What is needed. According to the lecture announcement below, in which journal was the article "From Purification to Protection: Plague Response in Late Medieval Valencia" published?

Passage provided.
[Start of Attachment]
Living with Plague in Late Medieval Cities: Cleanliness and Quarantine

02 Nov 2020 06.30 PM - 08.00 PM Alumni, Current Students, Industry/Academic Partners, Prospective Students, Public
Organised by:
Katherine Hindley

This lecture will explore the experience of living with plague in the cities of the later Middle Ages. When the Black Death arrived in Europe in the mid-fourteenth century, it was an unknown and devastating disease. City governments and medical professionals responded to this new threat by employing their existing practices of public health: hygienic measures designed to create a clean and healthful urban environment. As plague outbreaks continued to occur over the late fourteenth and fifteenth centuries, the disease remained incurable but became increasingly familiar. Urban governments began to develop public health measures specific to plague. These were based on a model of contagion: restricting travel and other human movement in order to keep plague away. Although plague is not considered particularly contagious according to modern medical understanding, quarantine and other anti-contagion measures became increasingly popular in plague-stricken cities over the course of the fifteenth century. As responses to plague became more sophisticated, in other words, they moved toward “disease tracing” and away from the goal of creating a healthful environment.

Abigail Agresta is Assistant Professor of History at George Washington University in Washington, DC.  She specializes in medieval European and Mediterranean history, with an emphasis on environmental history, urban history, and history of public health. Her current book project, God, Humans, and Nature in Late Medieval Valencia, investigates how the rulers of a religiously mixed society--the city of Valencia, Spain--understood the relationship between God, human beings, and the natural world. The book shows that the city government moved from a fairly technocratic approach to environmental crisis in the late fourteenth century to a primarily religious one by the mid-fifteenth, and that this shift reflected the city’s changing relationship with its own Christianity and its crusading past. Her most recent article, “From Purification to Protection: Plague Response in Late Medieval Valencia,” was published in April in the journal Speculum.
[End of Attachment]
Records from a data source.
[Start of Attachment]
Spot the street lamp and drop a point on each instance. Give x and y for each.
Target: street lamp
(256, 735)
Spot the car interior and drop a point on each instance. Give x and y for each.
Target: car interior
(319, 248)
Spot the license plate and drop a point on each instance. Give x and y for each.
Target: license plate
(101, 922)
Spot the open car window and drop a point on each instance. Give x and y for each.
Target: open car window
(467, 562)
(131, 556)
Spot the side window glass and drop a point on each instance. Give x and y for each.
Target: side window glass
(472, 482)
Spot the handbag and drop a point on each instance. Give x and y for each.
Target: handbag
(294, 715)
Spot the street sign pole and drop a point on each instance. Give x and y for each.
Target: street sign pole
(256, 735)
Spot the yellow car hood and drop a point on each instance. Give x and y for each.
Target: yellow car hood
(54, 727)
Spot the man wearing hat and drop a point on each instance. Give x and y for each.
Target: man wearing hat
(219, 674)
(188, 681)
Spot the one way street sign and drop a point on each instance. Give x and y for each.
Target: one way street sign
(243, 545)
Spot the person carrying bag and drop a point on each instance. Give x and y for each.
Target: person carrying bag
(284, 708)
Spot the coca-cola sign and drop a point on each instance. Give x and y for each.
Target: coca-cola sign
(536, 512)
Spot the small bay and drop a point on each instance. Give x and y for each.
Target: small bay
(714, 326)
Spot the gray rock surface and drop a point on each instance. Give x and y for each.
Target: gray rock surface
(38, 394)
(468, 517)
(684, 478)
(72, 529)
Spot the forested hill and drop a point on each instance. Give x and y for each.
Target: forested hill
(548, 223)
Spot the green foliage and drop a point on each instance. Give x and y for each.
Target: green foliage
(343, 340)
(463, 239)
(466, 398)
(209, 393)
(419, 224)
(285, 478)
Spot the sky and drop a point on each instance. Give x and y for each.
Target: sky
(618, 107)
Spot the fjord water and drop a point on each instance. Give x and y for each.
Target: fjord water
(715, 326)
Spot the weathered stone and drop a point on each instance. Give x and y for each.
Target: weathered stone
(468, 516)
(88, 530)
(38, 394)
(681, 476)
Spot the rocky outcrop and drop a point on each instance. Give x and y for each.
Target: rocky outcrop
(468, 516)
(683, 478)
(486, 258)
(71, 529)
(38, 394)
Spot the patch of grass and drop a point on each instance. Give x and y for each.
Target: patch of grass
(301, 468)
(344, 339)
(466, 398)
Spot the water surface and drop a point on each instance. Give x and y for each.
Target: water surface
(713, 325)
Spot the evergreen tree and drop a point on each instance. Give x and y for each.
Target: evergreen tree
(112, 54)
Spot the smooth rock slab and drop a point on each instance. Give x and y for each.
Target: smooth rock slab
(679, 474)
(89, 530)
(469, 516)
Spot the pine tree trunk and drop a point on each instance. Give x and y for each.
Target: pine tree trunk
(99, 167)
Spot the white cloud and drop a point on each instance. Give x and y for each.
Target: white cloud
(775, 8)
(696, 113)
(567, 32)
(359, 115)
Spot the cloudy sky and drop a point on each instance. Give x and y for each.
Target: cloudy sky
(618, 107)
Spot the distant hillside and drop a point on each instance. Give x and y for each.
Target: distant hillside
[End of Attachment]
Worked solution. Speculum